__Exercise instructions__
Pull out each line in the records below that contains the word "wall", and copy every such line in full.

__Input for this task__

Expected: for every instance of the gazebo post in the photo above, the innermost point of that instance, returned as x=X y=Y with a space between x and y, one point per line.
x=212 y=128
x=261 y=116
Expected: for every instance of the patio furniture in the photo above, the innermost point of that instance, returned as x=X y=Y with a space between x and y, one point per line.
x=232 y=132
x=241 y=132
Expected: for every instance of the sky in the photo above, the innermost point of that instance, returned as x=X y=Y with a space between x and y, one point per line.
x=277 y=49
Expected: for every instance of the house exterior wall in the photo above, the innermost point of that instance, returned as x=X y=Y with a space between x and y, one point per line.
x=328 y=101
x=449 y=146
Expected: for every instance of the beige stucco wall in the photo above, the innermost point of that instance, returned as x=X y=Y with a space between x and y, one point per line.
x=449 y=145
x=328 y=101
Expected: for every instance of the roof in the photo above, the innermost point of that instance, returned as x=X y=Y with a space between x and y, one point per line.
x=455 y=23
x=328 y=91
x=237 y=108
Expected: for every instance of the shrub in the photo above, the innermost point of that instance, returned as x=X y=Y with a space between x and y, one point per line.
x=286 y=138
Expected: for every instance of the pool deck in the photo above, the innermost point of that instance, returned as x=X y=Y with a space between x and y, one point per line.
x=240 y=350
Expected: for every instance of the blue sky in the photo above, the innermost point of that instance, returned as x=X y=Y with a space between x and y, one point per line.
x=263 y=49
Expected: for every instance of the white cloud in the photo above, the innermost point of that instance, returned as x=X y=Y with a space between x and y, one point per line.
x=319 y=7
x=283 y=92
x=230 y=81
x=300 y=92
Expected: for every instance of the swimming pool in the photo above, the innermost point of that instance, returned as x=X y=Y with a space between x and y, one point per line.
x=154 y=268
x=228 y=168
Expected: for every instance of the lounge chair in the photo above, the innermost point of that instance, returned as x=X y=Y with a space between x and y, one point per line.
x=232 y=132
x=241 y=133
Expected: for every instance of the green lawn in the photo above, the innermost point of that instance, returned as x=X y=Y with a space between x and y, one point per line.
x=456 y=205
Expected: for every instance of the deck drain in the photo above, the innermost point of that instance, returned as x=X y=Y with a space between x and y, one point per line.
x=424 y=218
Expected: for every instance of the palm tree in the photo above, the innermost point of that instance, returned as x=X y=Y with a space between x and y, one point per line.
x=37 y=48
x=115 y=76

* * *

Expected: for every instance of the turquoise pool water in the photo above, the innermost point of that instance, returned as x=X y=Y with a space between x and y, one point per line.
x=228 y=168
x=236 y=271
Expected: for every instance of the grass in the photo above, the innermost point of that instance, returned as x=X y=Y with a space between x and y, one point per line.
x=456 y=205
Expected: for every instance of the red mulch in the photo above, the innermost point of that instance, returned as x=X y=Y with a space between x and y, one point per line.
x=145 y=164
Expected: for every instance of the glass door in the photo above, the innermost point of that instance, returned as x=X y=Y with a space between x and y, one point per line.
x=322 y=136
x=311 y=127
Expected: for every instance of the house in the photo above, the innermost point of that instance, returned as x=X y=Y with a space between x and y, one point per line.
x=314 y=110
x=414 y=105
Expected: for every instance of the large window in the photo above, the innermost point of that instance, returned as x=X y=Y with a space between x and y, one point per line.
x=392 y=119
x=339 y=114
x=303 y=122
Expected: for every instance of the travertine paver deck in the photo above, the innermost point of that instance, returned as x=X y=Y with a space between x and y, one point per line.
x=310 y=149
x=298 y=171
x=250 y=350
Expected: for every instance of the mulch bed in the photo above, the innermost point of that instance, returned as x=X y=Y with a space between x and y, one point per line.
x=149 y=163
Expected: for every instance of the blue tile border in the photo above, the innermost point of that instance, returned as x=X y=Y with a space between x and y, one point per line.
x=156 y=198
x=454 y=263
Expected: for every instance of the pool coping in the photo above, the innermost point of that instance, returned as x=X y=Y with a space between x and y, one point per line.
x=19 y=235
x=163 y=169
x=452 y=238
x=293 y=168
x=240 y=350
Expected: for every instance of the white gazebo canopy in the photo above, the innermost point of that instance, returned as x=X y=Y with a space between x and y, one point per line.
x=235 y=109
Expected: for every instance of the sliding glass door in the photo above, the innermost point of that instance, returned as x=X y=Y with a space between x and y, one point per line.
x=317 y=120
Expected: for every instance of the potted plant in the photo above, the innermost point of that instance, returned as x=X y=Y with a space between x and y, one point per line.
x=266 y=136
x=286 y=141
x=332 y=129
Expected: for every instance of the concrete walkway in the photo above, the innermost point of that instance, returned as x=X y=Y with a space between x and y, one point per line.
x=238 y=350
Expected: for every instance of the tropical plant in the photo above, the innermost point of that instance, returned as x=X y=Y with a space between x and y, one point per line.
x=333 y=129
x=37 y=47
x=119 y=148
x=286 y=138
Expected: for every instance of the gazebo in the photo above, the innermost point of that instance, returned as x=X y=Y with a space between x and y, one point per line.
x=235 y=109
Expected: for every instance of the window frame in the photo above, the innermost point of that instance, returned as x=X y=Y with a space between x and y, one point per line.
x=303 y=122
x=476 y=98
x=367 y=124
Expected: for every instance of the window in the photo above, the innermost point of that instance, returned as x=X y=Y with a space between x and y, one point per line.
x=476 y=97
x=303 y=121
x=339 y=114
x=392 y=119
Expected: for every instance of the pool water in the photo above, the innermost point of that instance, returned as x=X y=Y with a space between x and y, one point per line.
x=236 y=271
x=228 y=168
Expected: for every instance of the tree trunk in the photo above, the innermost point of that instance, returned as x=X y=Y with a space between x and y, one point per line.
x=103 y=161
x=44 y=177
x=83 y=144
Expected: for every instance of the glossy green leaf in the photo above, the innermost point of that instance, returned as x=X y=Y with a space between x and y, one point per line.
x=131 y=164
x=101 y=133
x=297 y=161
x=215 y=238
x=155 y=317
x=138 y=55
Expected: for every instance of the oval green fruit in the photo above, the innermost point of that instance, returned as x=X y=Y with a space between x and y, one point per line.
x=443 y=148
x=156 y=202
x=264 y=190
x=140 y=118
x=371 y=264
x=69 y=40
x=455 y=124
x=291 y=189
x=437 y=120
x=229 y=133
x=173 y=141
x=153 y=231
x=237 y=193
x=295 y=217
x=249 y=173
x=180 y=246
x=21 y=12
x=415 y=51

...

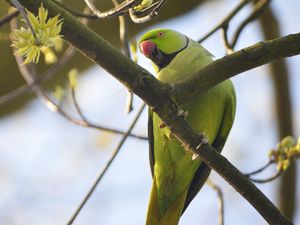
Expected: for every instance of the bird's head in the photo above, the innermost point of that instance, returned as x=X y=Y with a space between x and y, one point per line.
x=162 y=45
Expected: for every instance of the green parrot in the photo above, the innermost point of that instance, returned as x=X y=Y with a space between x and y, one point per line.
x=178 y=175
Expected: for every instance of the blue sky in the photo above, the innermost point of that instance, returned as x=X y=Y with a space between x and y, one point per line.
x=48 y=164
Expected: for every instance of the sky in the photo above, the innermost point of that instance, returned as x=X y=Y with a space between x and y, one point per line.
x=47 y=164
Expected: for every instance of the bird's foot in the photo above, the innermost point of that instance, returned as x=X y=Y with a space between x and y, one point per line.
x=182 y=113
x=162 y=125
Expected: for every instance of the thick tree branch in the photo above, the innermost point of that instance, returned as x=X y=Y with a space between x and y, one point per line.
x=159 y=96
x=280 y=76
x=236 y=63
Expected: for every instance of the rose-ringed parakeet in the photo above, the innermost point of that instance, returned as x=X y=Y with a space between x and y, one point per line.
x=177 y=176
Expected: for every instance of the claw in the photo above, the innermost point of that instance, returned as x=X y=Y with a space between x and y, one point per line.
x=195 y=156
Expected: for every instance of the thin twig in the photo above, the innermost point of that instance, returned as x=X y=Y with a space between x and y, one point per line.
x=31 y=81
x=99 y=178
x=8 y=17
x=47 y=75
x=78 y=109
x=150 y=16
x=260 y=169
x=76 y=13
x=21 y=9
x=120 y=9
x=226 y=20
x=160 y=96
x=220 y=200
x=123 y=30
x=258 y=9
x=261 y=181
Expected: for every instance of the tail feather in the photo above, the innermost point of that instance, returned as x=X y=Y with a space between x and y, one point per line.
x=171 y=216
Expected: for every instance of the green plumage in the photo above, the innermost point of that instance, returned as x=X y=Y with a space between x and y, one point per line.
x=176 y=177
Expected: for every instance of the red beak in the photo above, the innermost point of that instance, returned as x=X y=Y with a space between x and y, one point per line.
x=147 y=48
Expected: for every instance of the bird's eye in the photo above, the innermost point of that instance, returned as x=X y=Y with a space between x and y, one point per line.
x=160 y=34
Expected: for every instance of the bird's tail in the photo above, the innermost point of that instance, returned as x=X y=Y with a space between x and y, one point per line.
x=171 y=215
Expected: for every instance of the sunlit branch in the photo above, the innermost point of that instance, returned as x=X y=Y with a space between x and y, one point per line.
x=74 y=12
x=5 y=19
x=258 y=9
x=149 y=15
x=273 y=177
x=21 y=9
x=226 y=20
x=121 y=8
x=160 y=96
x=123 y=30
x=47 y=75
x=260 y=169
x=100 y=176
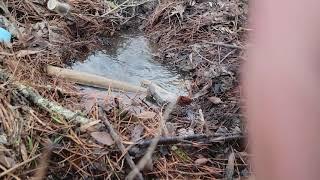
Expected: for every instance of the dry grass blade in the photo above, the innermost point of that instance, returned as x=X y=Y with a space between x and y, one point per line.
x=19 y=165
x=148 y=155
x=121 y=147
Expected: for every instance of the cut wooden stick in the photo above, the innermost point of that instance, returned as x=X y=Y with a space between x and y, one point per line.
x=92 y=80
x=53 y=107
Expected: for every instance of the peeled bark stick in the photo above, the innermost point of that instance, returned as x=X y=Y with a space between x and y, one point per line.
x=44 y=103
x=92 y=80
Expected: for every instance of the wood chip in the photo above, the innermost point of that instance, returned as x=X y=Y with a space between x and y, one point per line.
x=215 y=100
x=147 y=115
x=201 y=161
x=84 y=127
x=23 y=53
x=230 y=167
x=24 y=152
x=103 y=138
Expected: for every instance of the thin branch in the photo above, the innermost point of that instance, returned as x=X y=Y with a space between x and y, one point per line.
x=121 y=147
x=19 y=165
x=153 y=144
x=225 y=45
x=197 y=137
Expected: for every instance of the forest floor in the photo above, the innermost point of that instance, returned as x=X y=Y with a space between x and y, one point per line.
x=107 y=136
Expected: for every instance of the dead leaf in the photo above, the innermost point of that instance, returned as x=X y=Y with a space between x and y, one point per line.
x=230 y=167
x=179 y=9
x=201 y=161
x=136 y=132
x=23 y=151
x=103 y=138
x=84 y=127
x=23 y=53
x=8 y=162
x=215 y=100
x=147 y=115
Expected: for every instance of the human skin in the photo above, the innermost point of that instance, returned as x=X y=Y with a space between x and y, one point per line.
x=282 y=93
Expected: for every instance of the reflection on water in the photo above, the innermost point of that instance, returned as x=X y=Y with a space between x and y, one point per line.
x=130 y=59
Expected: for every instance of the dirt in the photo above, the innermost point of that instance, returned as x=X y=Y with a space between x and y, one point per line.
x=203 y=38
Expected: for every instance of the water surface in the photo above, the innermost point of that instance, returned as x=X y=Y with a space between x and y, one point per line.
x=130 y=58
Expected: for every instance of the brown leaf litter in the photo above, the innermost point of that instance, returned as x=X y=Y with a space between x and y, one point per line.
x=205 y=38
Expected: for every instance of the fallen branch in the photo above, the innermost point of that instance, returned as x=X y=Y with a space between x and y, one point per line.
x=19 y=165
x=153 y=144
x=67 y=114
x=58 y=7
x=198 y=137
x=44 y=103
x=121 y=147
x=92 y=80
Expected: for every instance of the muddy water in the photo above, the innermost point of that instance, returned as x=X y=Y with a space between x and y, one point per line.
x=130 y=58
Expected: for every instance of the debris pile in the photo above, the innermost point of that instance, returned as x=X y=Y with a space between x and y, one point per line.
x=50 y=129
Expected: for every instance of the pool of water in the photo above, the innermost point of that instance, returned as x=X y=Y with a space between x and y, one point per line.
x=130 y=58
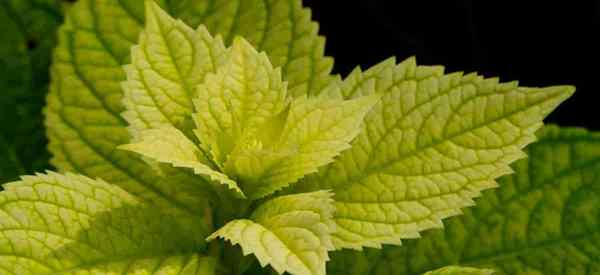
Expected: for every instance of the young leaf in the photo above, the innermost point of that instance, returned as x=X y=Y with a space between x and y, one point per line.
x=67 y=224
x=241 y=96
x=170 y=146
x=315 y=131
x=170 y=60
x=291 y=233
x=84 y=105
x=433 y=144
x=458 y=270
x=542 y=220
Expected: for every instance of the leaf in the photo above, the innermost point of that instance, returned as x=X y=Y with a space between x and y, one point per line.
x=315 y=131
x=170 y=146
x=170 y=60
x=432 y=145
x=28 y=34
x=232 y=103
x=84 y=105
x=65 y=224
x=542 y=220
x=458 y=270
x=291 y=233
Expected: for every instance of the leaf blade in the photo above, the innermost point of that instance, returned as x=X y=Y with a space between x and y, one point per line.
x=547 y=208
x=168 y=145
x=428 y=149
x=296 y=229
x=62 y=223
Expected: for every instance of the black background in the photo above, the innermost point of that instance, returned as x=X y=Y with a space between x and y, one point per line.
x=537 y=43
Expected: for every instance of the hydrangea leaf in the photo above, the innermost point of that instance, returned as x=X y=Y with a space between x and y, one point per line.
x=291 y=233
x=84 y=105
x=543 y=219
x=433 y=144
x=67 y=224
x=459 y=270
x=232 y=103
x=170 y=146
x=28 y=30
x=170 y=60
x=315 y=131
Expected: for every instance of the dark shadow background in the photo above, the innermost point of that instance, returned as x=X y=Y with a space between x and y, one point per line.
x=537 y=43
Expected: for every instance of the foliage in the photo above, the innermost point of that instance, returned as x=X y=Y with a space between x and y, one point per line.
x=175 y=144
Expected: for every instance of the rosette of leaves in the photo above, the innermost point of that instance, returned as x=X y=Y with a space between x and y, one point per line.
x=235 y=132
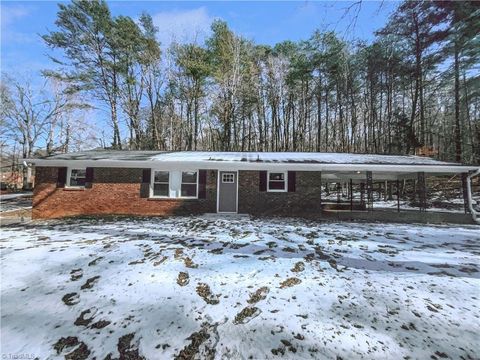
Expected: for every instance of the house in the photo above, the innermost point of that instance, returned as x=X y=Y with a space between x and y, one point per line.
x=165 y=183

__Result below__
Expected: for every instance of the house exterior wall in the photo above, the innermost point of that instance, returned as x=X y=Y with a space between x and y, one point per line.
Expected: for every instance of the beige stucco wall in the photo above, the innermost point of that instance, returned as x=X y=Y with a space between x and y, one point per line.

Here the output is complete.